• _WRITTEN EXERCISE_
Transcribe word for word the lines spanning the line with "below, one dot per instance." through the end of the records.

• _MATERIAL TO PROCESS_
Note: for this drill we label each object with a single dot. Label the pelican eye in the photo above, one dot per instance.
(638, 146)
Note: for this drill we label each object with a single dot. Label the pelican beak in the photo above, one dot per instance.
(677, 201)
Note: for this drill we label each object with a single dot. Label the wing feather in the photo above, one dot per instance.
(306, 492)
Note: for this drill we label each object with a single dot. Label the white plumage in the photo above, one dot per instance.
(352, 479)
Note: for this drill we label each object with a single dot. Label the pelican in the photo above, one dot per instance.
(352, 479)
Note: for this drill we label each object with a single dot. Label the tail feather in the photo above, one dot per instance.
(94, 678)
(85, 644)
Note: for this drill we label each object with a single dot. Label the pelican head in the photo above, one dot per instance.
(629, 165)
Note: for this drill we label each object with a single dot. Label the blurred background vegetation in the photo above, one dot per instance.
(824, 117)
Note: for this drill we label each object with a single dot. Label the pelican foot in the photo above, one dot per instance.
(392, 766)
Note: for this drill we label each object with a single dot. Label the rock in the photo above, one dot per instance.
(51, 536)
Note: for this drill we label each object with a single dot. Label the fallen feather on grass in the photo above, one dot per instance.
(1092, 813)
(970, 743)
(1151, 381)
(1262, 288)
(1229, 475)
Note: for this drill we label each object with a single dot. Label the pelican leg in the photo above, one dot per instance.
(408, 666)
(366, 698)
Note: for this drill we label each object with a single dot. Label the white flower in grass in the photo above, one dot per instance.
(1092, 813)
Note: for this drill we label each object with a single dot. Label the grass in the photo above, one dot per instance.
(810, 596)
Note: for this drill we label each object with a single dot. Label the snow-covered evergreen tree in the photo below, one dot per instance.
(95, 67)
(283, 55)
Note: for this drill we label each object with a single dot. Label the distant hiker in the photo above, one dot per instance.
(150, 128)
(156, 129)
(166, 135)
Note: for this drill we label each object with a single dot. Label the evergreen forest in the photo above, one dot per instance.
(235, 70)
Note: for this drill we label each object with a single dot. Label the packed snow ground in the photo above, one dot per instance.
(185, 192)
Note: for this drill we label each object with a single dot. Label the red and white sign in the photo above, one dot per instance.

• _ANSWER TO THIS EXERCISE_
Note: for this drill we label each object with a single dot. Label the snow-covered evergreen tree in the photo below, one dot per instance.
(95, 67)
(283, 55)
Note: for this drill we label each object with a single dot. Label the distant hiker in the photo above, one dot per instance.
(150, 128)
(156, 129)
(166, 135)
Note: for this drill we label each object with a single dot. Label the evergreen forest in the photo above, one dot per instance.
(235, 70)
Note: for this drill we label each object with a single dot. Label the packed snow ground in the photo above, one dot per instance.
(185, 192)
Note: for this drill we label each object with a single dot. Label the red and white sign in the photo above, one dot per instance.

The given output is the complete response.